■ **Assigned task**:
Your job is to retype the records exactly while dropping every picture.

■ **Exercise data**:
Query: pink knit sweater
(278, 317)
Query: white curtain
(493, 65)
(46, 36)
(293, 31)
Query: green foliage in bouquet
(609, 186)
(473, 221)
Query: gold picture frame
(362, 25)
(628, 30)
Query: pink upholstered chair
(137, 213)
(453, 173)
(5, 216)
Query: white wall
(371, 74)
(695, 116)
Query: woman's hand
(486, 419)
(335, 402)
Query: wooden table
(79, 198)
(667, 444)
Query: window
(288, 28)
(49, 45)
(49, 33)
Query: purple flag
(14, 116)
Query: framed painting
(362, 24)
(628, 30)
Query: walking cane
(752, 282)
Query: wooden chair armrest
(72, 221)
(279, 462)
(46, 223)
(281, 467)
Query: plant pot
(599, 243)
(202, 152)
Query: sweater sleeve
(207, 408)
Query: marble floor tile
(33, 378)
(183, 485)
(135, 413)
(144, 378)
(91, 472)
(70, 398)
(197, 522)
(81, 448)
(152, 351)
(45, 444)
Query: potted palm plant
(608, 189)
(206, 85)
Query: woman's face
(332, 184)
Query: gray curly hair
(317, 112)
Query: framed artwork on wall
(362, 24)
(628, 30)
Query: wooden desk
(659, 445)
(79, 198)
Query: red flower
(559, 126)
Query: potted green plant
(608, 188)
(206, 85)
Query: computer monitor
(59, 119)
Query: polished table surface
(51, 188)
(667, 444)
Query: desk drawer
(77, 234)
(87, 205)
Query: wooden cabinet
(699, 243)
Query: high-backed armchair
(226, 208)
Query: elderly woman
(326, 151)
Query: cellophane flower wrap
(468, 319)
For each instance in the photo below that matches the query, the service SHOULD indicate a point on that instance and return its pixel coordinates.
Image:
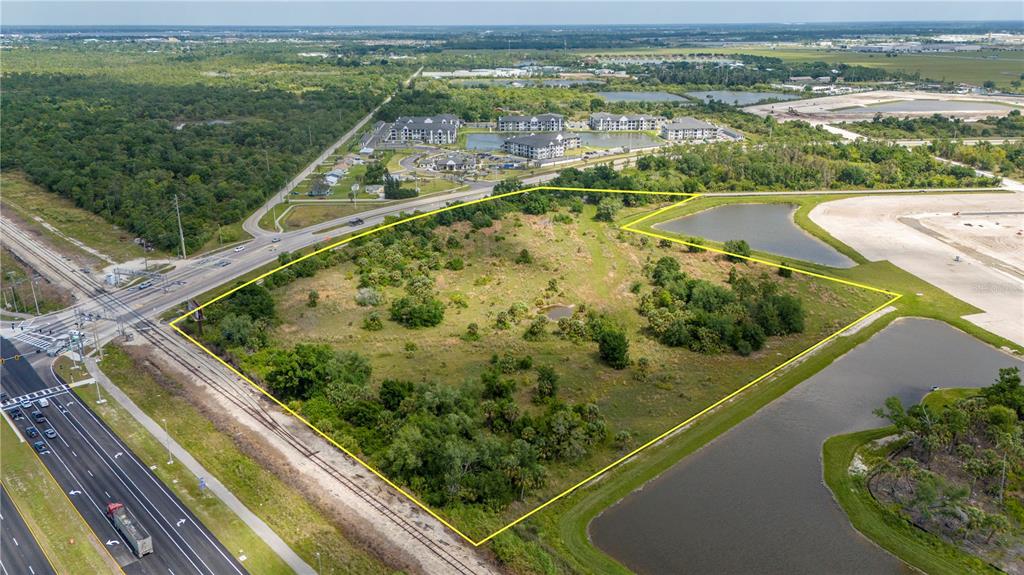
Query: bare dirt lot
(864, 105)
(975, 256)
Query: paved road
(19, 554)
(95, 469)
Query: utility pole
(32, 284)
(181, 232)
(170, 459)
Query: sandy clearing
(920, 234)
(863, 105)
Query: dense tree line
(941, 127)
(125, 150)
(709, 318)
(1007, 159)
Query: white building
(441, 129)
(614, 122)
(689, 129)
(540, 123)
(542, 146)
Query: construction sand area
(976, 255)
(864, 105)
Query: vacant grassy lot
(303, 215)
(303, 527)
(592, 264)
(62, 534)
(30, 202)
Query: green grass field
(595, 265)
(30, 202)
(291, 516)
(62, 534)
(1001, 67)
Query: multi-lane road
(19, 554)
(95, 469)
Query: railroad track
(236, 393)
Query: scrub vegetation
(428, 349)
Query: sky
(493, 12)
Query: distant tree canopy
(125, 150)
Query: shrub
(373, 321)
(737, 247)
(613, 348)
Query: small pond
(740, 98)
(642, 97)
(767, 227)
(753, 500)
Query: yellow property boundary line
(627, 227)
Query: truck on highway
(137, 537)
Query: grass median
(68, 541)
(303, 527)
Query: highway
(19, 554)
(95, 469)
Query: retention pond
(767, 227)
(753, 500)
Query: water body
(641, 97)
(754, 500)
(938, 105)
(740, 98)
(768, 227)
(492, 140)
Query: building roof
(542, 140)
(689, 124)
(539, 117)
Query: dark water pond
(754, 501)
(768, 227)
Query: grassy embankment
(595, 265)
(561, 530)
(29, 202)
(301, 525)
(68, 541)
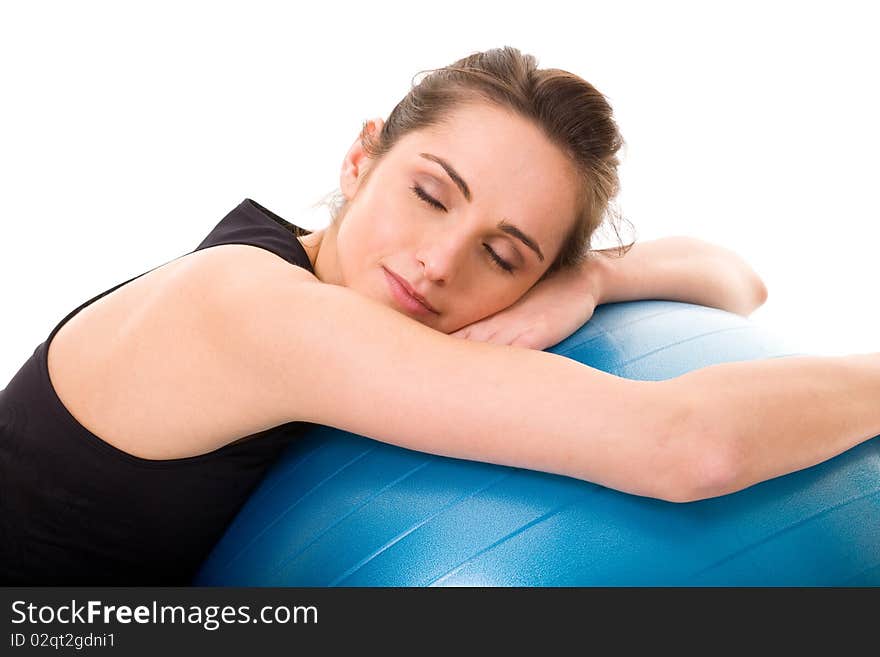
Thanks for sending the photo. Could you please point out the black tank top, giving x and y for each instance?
(75, 510)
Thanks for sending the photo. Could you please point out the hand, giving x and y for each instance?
(545, 315)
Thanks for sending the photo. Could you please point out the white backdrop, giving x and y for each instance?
(128, 130)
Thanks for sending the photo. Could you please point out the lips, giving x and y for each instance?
(405, 284)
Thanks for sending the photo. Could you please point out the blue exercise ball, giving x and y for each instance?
(338, 509)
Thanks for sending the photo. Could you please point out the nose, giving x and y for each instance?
(442, 257)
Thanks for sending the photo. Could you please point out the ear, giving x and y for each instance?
(357, 162)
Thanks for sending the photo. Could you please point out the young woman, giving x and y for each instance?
(136, 431)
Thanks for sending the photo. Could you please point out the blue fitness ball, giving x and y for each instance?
(338, 509)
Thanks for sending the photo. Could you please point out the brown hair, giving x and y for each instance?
(570, 111)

■ **Response**:
Query: pink knit sweater
(278, 317)
Query: white curtain
(493, 65)
(46, 36)
(293, 31)
Query: green foliage in bouquet
(609, 186)
(473, 221)
Query: gold picture frame
(362, 25)
(628, 30)
Query: pink upholstered chair
(137, 213)
(453, 173)
(5, 216)
Query: white wall
(371, 74)
(695, 116)
Query: woman's hand
(486, 419)
(335, 402)
Query: wooden table
(79, 198)
(667, 444)
Query: window
(288, 28)
(49, 45)
(49, 33)
Query: purple flag
(14, 116)
Query: framed painting
(362, 24)
(628, 30)
Query: walking cane
(752, 282)
Query: wooden chair armrest
(72, 221)
(279, 462)
(46, 223)
(281, 467)
Query: plant pot
(599, 243)
(202, 152)
Query: sweater sleeve
(207, 408)
Query: marble floor tile
(33, 378)
(183, 485)
(135, 413)
(144, 378)
(91, 472)
(70, 398)
(197, 522)
(81, 448)
(152, 351)
(45, 444)
Query: potted palm plant
(608, 189)
(206, 85)
Query: woman's face
(332, 184)
Query: gray curly hair
(317, 112)
Query: framed artwork on wall
(362, 24)
(628, 30)
Query: wooden desk
(659, 445)
(79, 198)
Query: red flower
(559, 126)
Query: potted green plant
(608, 188)
(206, 85)
Query: computer monitor
(59, 119)
Query: polished table surface
(51, 188)
(667, 444)
Query: desk drawer
(77, 234)
(87, 205)
Query: wooden cabinet
(699, 243)
Query: high-backed armchair
(226, 208)
Query: elderly woman
(326, 151)
Query: cellophane flower wrap
(468, 319)
For each instance in the photo below that matches the query, the service SHOULD indicate a point on that instance and return its pixel coordinates.
Image:
Query: bare dirt lot
(864, 105)
(975, 256)
Query: paved road
(19, 554)
(95, 469)
Query: utility pole
(32, 284)
(181, 232)
(170, 459)
Query: sandy clearing
(920, 234)
(863, 105)
Query: dense tree line
(941, 127)
(125, 150)
(709, 318)
(1007, 159)
Query: white building
(441, 129)
(614, 122)
(689, 129)
(540, 123)
(542, 146)
Query: construction sand area
(976, 255)
(864, 105)
Query: vacant grassy lot
(303, 215)
(303, 527)
(592, 264)
(62, 534)
(30, 202)
Query: green grass field
(595, 265)
(30, 202)
(291, 516)
(62, 534)
(1001, 67)
Query: multi-lane road
(19, 554)
(95, 469)
Query: railroad track
(236, 393)
Query: scrub vegetation
(428, 349)
Query: sky
(493, 12)
Query: distant tree canopy
(125, 150)
Query: shrub
(373, 321)
(737, 247)
(613, 348)
Query: small pond
(740, 98)
(642, 97)
(767, 227)
(753, 500)
Query: yellow property boundary line
(627, 227)
Query: truck on highway
(137, 537)
Query: grass median
(68, 541)
(303, 527)
Query: highway
(19, 554)
(95, 469)
Query: retention pond
(767, 227)
(753, 500)
Query: water body
(641, 97)
(754, 500)
(938, 105)
(740, 98)
(768, 227)
(492, 140)
Query: building roof
(542, 140)
(689, 124)
(539, 117)
Query: dark water pond
(754, 501)
(768, 227)
Query: grassy embankment
(595, 265)
(561, 530)
(29, 202)
(301, 525)
(68, 541)
Thanks for sending the photo. Could you please point out the black tank top, giving x and y for each instance?
(75, 510)
Thanks for sending the photo. Could you please point out the hand, giving x and y for each instance?
(545, 315)
Thanks for sending the photo. Could you please point out the white backdrop, giving x and y for each instance?
(128, 130)
Thanks for sending the photo. Could you please point out the lips, giving x and y for each instance?
(405, 284)
Thanks for sending the photo. Could you please point out the blue exercise ball, giving x and y for each instance?
(338, 509)
Thanks for sending the photo. Could you please point out the nose, giving x and y for each instance?
(442, 257)
Thanks for sending the photo. Could you please point out the ear, giving x and y for each instance?
(357, 162)
Thanks for sending the photo. Could you please point out the young woman, giving x and y for each instance?
(136, 431)
Thanks for sending the photo. Could you please point out the blue fitness ball, giving x and y for each instance?
(338, 509)
Thanks for sending the photo. Could you please point out the brown hair, giving x and y for each instance?
(570, 111)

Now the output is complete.